Provided text:
⟨

The main goal of this study was to develop and validate supercritical fluid chromatography (SFC) and ultrahigh-performance liquid chromatography (UHPLC)—both coupled with high-resolution mass spectrometry (HRMS) with electrospray ionization operated in negative mode (ESI-)—methods for the determination of CPs (particularly LCCPs as those cannot be analyzed by GC–HRMS due to low vapour pressure). Fish oil dietary supplements were selected as the sample matrix, as an example of an adequately complex type of sample. The validated methods are necessary for future studies to assess the CPs levels in food and the environment, particularly for LCCPs, which are the least studied among the major CP groups.

Materials and Methods

Standard Solutions and Chemicals: Thirty-one standard mixtures of SCCPs, MCCPs, and LCCPs of 10 µg/mL or 100 µg/mL cyclohexane with various chlorine contents (from 36.0% to 65.3%) were obtained from LGC Standards. The detailed list is documented in our previous paper (16). Isotopically labelled internal standard of β-hexabromocyclododecane (¹³C₁₂-β-HBCD; 50 µg/mL toluene) was purchased from Wellington Laboratories.

⟩

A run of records
⟨

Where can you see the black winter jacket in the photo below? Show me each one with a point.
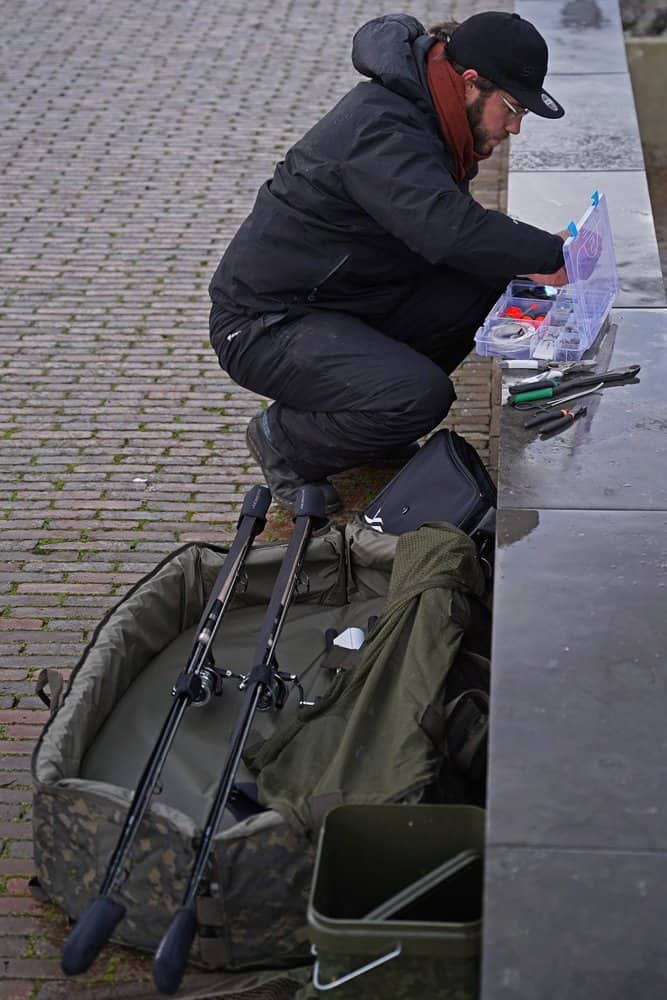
(367, 201)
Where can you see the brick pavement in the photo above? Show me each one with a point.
(135, 134)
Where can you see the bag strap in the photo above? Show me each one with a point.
(467, 731)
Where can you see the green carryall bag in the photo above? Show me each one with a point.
(252, 911)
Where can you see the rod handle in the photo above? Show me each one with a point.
(309, 502)
(172, 954)
(89, 935)
(256, 502)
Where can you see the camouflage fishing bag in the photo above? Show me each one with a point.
(252, 910)
(104, 724)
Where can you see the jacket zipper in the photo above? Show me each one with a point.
(313, 293)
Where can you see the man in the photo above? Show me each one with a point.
(356, 284)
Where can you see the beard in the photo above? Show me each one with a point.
(483, 142)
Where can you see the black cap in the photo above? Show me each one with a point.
(509, 52)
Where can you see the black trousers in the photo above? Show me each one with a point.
(348, 389)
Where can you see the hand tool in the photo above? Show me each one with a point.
(549, 422)
(546, 391)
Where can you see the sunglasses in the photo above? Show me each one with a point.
(514, 112)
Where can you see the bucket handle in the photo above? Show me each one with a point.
(394, 953)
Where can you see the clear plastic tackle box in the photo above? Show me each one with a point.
(560, 324)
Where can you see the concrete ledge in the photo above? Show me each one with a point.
(647, 62)
(577, 822)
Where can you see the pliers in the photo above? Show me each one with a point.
(549, 387)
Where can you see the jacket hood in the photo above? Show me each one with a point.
(392, 49)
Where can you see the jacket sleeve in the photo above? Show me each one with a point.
(397, 172)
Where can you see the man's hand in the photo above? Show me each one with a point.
(556, 279)
(559, 278)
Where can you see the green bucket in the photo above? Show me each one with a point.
(429, 945)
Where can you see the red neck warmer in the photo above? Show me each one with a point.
(448, 93)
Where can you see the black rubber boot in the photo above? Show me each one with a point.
(282, 480)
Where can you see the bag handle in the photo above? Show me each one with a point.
(53, 680)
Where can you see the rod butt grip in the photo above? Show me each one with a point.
(89, 935)
(172, 954)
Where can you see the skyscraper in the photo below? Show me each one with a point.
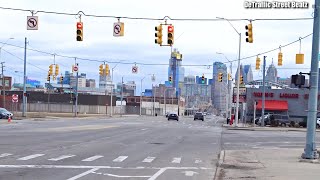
(219, 89)
(272, 73)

⟩

Exercise requirements:
1. Condense the paragraph of the chromatography methods text that begins "The main goal of this study" into a bulleted list that keeps its main facts.
2. Pick up the chromatography methods text after its final sentence and continue writing it.

Responses for each task:
1.
- Goal: develop and validate SFC and UHPLC methods, both coupled with HRMS using electrospray ionization in negative mode (ESI-), for determining CPs.
- Focus: especially LCCPs, which GC–HRMS cannot analyze because of their low vapor pressure.
- Sample matrix: fish oil dietary supplements, chosen as an adequately complex type of sample.
- Purpose: future studies of CP levels in food and the environment need these validated methods, particularly for LCCPs, the least studied of the major CP groups.

2.
Acetonitrile, methanol, n-hexane, ethyl acetate, and isopropanol were obtained from Honeywell. Dichloromethane, isooctane, sulfuric acid, ammonium formate, and silica gel 60 (particle size 0.063–0.200 mm) were purchased from Merck, while sodium sulfate (anhydrous) was bought from Lach-Ner. Deionized water was made by a water purification system Milli–Q by Merck. Technical gases (carbon dioxide 4.8 and nitrogen 4.0) were supplied by SIAD.

Sample Preparation Procedure: In this study, a sample of fish oil‑based dietary supplement with no measurable CPs contamination found in a previous study (16) was chosen for method development and validation. Four other samples (with higher levels of CPs contamination previously determined by GC–HRMS) were analyzed to compare the new methods. A multilayer solid-phase extraction (SPE) was used in this study for the sample preparation. Briefly, the CPs were isolated from fish oil on an SPE column (78 × 12 mm with Luer tip) (LCTech GmbH) filled with (from bottom to top) silica gel (0.5 g; deactivated by 2% deionized water, w/w), sodium sulfate (1 g; anhydrous baked for 4 h at 600 °C), and sulphuric acid-modified silica gel (1 g; 40% of H₂SO₄, w/w). Each column was washed with 3:1 (v/v) n-hexane–dichloromethane and then conditioned with n-hexane. A 100-mg measure of the sample diluted in n-hexane was loaded onto the SPE column and the analytes were eluted with 3:1 v/v n-hexane–dichloromethane. The sample was subsequently concentrated by a rotary vacuum evaporator followed by drying in a gentle stream of nitrogen. It was then dissolved in 500 µL of n-hexane, and the residual lipids were subsequently mineralized by a few drops of concentrated sulfuric acid. After one hour, an aliquot of 250 µL was evaporated and redissolved in 250 µL of the syringe standard (50 ng/mL ¹³C₁₂-β-HBCD) in acetonitrile.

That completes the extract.